__Fragment__:

Moet artikel 12, lid 1, onder a), tweede volzin, van richtlijn 2011/95 aldus worden uitgelegd dat de in deze bepaling vervatte uitdrukking “[i]s die bescherming of bijstand om welke reden ook opgehouden” van toepassing is op een staatloze persoon van Palestijnse afkomst die bij de UNRWA was geregistreerd en in Gaza-stad door de UNRWA werd bijgestaan met levensmiddelen, gezondheidsdiensten en onderwijs, zonder dat sprake is van aanwijzingen voor een persoonlijke bedreiging van deze persoon die Gaza-stad vrijwillig en rechtmatig heeft verlaten, wanneer in het geding rekening wordt gehouden met de voor handen zijnde informatie:

beoordeling van de algemene situatie ten tijde van het vertrek als een nog nooit geziene humanitaire crisis, in combinatie met een gebrek aan levensmiddelen, drinkwater, gezondheidsdiensten, geneesmiddelen alsmede met problemen bij de water- en stroomvoorziening, met de vernietiging van gebouwen en infrastructuur, werkloosheid;

moeilijkheden van de UNRWA om de waarborging van bijstand en diensten, ook in de vorm van levensmiddelen en gezondheidsdiensten, in Gaza in stand te houden, als gevolg van een aanzienlijk tekort aan middelen van de UNRWA en van de voortdurende toename van het aantal personen dat op de bijstand door de hulporganisatie is aangewezen, zijnde de algemene situatie in Gaza waardoor de activiteiten van de UNRWA worden ondermijnd?

Moet deze vraag anders worden beantwoord louter op grond van het feit dat verzoeker een kwetsbare persoon is als bedoeld in artikel 20, lid 3, van richtlijn 2011/95, namelijk een minderjarig kind?

3.

__Ruwe gegevens__:
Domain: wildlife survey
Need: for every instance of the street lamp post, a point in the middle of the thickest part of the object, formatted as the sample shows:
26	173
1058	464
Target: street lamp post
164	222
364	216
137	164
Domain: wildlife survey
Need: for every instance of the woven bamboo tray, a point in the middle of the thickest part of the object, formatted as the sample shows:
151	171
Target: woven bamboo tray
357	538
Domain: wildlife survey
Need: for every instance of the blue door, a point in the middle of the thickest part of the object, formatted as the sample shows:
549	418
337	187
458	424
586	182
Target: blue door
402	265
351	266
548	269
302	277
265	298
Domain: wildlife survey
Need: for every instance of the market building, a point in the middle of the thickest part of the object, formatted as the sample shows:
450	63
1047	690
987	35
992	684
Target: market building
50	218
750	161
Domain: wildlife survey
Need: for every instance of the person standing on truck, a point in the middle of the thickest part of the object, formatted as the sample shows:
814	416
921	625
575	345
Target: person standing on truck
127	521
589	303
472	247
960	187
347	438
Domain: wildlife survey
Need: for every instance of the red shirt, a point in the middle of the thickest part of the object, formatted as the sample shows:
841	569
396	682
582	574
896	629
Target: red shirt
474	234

__Opdracht A__:
Schrijf uit het fragment de passage letterlijk over van "moeilijkheden van de" tot en met "een minderjarig kind?".
__Opdracht B__:
Noem alle zaken waaraan volgens het fragment een gebrek is in Gaza ten tijde van het vertrek.
Voor het werk hieronder heb je de gegevens niet nodig.

__Antwoord A__:
moeilijkheden van de UNRWA om de waarborging van bijstand en diensten, ook in de vorm van levensmiddelen en gezondheidsdiensten, in Gaza in stand te houden, als gevolg van een aanzienlijk tekort aan middelen van de UNRWA en van de voortdurende toename van het aantal personen dat op de bijstand door de hulporganisatie is aangewezen, zijnde de algemene situatie in Gaza waardoor de activiteiten van de UNRWA worden ondermijnd?

Moet deze vraag anders worden beantwoord louter op grond van het feit dat verzoeker een kwetsbare persoon is als bedoeld in artikel 20, lid 3, van richtlijn 2011/95, namelijk een minderjarig kind?

__Antwoord B__:
levensmiddelen, drinkwater, gezondheidsdiensten, geneesmiddelen